DO THIS - Continue the passage below about South America turning away from the World Bank and the IMF, picking up after its last sentence rather than working from the listing that follows it.

** Start of READING PASSAGE **

Take our loans AGAIN, and THIS time we'll do it right, all you poor starving people, heh-heh.

Fuck the World Bank! Fuck them! Fuck them! Fuck them! And fuck them again! And the Wall Street Journal with them!

Anyway, that's what South America has said--Fuck you!

The South American left has virtually evicted the World Bank/IMF from South America, with Chavez projects such as the Bank of the South, and with regional trade groups and a continent-wide foundation for a South American "Common Market" (ultimately to include Central America), finalized two weeks ago. The goals of these new leftist leaders--who have been swept into power all over the continent--are social justice and regional self-determination. And the first thing they did--the key to it all--was to start using their oil profits to help each other out of onerous, ruinous World Bank/IMF debt--the horrid weapon that was used against them to destroy social programs, and send the profit from that looting to the richest people on earth, and to force open their economies to the slave labor and exploitation of "free trade." They largely succeeded in getting out from under World Bank/IMF debt, and the rest is history.

** End of READING PASSAGE **
** Start of ENTRIES **

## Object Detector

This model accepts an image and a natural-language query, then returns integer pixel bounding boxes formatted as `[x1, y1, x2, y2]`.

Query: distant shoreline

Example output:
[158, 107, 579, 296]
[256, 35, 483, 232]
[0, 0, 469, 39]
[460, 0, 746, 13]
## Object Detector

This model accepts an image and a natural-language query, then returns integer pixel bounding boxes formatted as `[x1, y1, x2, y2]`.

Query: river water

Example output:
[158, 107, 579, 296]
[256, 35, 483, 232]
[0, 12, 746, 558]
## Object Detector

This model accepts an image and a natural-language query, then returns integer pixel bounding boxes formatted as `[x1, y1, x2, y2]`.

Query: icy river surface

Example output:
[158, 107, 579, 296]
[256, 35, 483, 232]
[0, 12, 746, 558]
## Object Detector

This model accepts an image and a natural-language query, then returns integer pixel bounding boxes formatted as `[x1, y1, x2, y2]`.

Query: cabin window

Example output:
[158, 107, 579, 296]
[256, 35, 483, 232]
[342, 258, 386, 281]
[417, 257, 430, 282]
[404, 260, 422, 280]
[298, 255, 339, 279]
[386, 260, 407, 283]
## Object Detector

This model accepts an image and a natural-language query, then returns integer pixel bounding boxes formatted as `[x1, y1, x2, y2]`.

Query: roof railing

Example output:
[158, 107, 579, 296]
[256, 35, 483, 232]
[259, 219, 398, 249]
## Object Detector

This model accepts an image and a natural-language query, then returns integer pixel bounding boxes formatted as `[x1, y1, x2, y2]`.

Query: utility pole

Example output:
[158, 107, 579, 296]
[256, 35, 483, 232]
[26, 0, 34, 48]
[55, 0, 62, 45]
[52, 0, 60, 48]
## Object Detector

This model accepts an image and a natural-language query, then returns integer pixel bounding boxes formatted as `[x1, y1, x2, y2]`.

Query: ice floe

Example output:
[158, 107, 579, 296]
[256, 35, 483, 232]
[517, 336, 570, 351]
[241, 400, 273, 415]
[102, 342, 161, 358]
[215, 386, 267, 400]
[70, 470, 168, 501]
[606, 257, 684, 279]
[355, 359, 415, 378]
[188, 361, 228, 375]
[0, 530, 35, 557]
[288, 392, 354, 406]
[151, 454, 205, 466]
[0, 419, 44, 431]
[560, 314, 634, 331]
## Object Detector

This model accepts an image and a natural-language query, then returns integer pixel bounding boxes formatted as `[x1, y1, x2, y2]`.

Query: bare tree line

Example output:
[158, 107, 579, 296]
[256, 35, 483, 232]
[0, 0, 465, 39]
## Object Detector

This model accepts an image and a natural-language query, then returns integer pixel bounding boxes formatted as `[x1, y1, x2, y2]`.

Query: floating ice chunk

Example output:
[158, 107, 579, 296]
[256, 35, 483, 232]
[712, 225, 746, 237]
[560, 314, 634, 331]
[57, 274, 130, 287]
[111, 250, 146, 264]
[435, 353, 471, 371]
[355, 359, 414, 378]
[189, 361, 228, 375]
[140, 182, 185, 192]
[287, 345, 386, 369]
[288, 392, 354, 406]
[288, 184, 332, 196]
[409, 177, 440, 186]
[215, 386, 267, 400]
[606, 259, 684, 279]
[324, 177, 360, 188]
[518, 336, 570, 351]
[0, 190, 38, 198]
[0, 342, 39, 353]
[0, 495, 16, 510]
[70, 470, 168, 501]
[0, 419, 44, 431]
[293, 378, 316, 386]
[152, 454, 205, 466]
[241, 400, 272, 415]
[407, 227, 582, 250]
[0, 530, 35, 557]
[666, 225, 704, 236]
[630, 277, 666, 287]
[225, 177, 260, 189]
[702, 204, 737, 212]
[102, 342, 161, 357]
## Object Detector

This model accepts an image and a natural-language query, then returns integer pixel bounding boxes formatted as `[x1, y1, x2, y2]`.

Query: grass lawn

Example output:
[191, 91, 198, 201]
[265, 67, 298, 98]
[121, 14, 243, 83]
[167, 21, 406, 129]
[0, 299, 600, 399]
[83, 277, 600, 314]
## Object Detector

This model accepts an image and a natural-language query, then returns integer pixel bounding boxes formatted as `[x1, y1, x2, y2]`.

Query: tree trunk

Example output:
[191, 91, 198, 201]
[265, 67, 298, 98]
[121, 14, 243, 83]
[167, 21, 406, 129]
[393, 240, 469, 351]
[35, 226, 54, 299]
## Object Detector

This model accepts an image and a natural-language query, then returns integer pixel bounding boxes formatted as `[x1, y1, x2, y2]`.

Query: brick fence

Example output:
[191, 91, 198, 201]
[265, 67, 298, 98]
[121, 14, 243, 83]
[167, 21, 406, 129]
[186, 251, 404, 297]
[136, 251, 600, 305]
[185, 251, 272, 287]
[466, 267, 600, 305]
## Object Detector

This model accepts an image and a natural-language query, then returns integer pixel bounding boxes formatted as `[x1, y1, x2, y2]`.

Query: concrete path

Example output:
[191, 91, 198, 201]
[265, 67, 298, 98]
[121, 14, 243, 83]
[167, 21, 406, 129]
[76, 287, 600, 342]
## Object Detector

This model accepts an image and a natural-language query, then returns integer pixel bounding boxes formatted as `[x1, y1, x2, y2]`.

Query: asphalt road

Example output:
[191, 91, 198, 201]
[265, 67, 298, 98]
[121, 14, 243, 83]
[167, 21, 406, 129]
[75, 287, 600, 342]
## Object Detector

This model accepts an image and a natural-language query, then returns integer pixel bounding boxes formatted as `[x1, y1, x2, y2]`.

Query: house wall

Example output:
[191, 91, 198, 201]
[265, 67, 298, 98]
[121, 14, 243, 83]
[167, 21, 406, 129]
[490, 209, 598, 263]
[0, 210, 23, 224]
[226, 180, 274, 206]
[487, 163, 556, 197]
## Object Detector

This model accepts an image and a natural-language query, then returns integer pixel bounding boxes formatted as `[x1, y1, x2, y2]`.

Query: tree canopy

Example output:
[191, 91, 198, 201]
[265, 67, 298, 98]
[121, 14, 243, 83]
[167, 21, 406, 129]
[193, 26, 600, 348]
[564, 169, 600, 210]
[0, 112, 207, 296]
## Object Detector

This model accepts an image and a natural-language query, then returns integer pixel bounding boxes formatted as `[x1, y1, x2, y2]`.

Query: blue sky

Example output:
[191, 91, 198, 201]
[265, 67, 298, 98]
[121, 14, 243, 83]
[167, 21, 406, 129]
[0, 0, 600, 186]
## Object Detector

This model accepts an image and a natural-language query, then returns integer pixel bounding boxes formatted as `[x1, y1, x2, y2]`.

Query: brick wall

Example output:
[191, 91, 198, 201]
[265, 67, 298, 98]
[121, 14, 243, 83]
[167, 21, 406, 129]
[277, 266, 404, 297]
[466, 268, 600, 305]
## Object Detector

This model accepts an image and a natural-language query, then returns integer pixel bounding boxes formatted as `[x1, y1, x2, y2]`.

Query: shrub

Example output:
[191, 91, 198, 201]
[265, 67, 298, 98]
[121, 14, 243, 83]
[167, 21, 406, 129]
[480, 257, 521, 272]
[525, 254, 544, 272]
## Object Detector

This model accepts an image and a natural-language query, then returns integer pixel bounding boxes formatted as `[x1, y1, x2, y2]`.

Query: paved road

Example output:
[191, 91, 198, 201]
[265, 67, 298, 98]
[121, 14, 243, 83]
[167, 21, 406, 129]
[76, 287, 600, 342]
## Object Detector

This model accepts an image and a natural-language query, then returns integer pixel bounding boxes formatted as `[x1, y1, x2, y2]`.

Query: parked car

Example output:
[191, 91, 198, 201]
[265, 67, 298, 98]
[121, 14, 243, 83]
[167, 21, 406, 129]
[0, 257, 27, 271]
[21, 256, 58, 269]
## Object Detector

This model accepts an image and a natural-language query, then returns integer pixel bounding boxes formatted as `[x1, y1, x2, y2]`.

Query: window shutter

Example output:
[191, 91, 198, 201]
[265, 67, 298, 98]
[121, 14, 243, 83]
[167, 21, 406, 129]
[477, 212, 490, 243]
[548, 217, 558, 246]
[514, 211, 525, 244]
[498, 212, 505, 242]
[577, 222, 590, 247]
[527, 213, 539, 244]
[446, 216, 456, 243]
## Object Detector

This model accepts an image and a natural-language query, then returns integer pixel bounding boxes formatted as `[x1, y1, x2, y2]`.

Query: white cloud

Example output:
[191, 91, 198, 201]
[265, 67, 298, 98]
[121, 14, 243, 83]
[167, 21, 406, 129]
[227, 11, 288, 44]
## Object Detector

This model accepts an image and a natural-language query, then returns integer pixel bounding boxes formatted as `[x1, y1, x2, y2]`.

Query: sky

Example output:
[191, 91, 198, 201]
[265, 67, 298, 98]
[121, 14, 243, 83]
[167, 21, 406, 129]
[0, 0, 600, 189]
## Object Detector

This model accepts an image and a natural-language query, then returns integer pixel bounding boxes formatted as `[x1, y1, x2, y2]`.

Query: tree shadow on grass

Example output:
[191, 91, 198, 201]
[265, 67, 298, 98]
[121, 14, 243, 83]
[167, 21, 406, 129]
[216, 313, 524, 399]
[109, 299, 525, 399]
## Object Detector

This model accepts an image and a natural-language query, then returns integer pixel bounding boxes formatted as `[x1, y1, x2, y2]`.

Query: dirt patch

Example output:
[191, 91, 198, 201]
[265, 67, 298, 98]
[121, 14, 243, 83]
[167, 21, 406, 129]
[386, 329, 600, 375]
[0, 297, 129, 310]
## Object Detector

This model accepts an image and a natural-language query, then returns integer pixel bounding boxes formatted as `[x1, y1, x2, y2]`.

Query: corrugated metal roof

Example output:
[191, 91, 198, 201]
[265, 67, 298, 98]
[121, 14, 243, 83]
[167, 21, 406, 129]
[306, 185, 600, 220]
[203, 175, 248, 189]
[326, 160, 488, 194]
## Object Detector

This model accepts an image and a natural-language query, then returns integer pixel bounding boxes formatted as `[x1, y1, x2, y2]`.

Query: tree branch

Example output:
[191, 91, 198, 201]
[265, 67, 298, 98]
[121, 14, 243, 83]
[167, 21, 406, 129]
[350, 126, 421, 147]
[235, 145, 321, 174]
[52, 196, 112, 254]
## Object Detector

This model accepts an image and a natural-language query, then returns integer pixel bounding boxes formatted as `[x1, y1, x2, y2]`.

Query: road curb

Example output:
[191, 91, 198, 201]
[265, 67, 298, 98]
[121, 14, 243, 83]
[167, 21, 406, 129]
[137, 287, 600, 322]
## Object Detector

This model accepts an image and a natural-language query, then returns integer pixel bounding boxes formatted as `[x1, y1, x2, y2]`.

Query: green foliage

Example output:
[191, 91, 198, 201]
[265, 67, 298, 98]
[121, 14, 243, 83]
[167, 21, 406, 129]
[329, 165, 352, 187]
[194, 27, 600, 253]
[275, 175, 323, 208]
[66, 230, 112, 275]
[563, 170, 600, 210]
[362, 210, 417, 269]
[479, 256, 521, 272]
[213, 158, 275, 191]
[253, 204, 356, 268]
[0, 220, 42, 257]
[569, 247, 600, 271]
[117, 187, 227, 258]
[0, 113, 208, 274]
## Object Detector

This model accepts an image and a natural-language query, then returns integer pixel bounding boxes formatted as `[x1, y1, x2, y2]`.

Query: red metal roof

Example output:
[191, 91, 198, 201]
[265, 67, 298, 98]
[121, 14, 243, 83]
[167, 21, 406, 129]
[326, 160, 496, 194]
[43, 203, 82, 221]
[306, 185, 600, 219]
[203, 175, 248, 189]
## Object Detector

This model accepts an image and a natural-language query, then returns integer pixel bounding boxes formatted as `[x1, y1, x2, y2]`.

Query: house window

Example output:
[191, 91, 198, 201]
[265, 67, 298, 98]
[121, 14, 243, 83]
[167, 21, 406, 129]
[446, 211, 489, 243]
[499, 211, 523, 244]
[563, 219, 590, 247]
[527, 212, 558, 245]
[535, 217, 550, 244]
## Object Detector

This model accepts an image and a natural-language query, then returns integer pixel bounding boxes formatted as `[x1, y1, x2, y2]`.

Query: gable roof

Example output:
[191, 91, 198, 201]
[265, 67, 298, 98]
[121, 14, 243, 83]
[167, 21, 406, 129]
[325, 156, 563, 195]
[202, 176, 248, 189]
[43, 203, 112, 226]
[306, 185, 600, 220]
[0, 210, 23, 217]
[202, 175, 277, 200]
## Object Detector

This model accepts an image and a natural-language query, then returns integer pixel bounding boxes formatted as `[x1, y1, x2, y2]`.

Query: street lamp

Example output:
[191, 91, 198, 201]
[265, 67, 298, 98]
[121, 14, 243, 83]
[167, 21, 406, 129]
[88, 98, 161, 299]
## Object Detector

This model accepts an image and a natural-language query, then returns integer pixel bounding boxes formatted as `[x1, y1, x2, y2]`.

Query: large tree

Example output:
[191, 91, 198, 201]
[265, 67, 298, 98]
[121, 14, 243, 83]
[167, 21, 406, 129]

** End of ENTRIES **

EXPECTED OUTPUT -
The "first world" loan sharks want back in. That's what this is about. And it's one of the reasons that I think our Corporate Rulers are going to let Obama win. He's just full of U.S. "Manifest Destiny" rhetoric, but will put a nicer face on it, for a while--wants to flood the region with new consulates and "Peace Corps volunteers," and more "war on drugs" militarization (support for fascist elements, to get things back under control--several countries have evicted the murderous, corrupt U.S. "war on drugs" as well the World Bank/IMF--namely, Venezuela, Ecuador and Bolivia--with more rebellions to come--Paraguay, for instance, which just elected a leftist president who wants the U.S. military out of his country.) Obama will try to use the carrot of food aid to get the "war on drugs" ("war on the poor") back on track. But, guess what? The South Americans are onto that, too. Brazil just proposed a South American common defense, without the U.S. No need to wonder why the World Bank/IMF is all nervous and apologetic these days--and why they need a brown face with a nice personality to front for them. They have not only lost over 90% of their profit machine in South America, they are losing their enforcement wing, the U.S. military.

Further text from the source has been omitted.